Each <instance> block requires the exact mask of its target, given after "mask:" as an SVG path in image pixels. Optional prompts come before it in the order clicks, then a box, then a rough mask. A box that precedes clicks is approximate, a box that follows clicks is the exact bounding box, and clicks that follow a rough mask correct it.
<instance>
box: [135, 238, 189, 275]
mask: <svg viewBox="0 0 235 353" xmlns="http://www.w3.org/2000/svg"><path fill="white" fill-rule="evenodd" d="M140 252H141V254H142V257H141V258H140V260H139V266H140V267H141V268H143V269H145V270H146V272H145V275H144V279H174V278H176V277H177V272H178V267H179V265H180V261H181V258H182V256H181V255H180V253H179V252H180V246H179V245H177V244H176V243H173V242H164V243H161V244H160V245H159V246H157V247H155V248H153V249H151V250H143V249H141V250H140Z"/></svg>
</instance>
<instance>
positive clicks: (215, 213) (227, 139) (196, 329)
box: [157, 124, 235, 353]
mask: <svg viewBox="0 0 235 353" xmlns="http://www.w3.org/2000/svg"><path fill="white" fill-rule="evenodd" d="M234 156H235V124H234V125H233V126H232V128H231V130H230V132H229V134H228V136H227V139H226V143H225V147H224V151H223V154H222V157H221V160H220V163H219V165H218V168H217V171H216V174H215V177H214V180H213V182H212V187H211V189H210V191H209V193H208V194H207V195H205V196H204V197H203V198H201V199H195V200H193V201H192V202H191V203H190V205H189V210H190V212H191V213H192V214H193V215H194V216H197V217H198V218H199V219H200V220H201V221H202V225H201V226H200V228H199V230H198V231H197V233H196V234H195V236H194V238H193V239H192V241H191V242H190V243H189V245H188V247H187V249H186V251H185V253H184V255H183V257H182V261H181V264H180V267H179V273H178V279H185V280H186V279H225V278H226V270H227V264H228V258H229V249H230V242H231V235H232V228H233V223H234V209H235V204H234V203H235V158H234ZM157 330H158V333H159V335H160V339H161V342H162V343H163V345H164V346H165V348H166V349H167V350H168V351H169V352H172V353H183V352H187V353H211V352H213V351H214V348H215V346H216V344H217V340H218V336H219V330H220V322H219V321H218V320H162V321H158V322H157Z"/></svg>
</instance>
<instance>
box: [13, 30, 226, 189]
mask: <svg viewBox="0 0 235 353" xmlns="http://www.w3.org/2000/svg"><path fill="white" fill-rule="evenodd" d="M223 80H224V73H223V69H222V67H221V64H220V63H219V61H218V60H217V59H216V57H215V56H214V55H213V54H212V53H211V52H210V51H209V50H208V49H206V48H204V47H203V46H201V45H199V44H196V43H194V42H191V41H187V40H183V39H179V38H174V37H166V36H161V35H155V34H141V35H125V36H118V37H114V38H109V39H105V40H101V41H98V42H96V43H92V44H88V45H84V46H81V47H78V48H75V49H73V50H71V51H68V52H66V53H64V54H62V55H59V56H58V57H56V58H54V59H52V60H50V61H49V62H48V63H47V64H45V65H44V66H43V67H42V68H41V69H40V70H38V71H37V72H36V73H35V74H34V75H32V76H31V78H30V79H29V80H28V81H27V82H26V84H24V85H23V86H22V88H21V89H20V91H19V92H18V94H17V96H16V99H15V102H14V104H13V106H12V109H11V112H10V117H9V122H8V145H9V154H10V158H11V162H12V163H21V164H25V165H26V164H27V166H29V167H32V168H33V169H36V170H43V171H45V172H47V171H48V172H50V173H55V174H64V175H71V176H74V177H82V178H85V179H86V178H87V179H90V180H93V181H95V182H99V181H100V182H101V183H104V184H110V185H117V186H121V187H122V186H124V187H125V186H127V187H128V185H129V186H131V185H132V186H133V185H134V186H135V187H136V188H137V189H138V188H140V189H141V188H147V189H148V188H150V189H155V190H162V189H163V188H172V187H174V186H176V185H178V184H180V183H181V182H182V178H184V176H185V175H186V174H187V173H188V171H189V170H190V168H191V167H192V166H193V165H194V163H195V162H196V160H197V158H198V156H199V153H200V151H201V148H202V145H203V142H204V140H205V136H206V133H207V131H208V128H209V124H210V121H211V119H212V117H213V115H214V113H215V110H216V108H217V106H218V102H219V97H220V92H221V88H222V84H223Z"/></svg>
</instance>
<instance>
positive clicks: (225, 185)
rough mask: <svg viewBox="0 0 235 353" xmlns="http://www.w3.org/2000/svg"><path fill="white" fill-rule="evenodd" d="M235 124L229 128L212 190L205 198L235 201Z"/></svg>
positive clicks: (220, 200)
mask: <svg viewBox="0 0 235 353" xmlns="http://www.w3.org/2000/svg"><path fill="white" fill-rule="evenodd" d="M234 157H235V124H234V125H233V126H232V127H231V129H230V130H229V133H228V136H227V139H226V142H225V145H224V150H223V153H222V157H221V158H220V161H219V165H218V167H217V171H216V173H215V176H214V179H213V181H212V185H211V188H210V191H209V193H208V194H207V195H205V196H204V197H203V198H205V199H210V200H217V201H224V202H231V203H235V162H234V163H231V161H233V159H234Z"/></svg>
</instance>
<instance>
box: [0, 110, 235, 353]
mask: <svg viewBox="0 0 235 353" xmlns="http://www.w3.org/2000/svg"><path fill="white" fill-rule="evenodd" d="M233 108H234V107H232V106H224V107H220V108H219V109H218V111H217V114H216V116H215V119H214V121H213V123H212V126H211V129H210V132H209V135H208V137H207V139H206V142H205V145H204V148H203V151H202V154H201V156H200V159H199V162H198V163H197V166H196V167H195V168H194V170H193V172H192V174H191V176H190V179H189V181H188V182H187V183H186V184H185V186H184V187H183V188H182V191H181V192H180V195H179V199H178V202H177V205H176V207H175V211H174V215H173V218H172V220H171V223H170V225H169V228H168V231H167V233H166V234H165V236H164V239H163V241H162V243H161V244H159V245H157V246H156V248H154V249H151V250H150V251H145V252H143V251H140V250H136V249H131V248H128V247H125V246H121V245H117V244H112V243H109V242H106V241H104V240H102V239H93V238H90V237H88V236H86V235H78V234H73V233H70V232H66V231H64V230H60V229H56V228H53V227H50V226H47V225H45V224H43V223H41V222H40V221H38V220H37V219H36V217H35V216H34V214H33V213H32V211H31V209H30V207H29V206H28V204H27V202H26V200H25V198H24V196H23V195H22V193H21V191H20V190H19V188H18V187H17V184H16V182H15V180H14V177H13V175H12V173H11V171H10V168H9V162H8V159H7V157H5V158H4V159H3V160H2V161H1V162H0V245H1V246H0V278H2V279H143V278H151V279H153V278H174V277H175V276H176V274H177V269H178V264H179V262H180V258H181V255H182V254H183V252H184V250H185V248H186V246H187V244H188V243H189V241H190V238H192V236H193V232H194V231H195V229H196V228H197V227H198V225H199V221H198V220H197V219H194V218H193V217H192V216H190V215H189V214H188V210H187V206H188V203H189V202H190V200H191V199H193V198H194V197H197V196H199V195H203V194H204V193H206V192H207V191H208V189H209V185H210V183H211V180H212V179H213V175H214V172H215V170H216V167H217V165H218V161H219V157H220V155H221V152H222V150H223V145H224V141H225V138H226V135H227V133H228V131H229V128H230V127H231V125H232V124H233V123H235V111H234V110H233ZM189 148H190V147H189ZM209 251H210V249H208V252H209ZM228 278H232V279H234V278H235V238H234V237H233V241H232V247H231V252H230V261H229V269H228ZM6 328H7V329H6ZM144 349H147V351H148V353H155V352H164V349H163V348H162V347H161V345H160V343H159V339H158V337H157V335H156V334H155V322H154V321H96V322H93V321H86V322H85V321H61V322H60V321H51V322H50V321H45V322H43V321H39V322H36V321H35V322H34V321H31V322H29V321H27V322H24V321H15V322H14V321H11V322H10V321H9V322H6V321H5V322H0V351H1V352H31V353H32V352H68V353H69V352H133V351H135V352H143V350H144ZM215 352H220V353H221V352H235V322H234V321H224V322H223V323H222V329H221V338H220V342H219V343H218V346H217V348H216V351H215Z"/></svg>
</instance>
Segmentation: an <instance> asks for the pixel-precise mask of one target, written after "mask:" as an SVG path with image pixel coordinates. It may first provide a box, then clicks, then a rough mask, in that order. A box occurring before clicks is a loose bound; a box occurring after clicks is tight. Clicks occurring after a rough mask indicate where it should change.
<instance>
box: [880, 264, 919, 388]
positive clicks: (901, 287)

**EXERCISE DETAILS:** From the top of the material above, please transcribe each line exactly. Include the line with "positive clicks: (215, 213)" and end there.

**TASK ANSWER:**
Each <instance> block requires the exact mask of its target, given after "mask:" as an SVG path in image pixels. Optional prompts come before it in the order clicks, then a box, then a rough mask. A box that precedes clicks is approximate, a box that follows clicks is the exact bounding box, and clicks that follow a rough mask correct it.
<instance>
box: [135, 238, 189, 275]
mask: <svg viewBox="0 0 235 353" xmlns="http://www.w3.org/2000/svg"><path fill="white" fill-rule="evenodd" d="M140 252H141V254H142V257H141V258H140V260H139V266H140V267H141V268H143V269H145V270H146V272H145V275H144V279H174V278H176V277H177V272H178V267H179V265H180V261H181V258H182V256H181V255H180V253H179V252H180V246H179V245H177V244H176V243H173V242H164V243H161V244H160V245H159V246H157V247H155V248H153V249H151V250H143V249H141V250H140Z"/></svg>
</instance>
<instance>
positive clicks: (215, 213) (227, 139) (196, 329)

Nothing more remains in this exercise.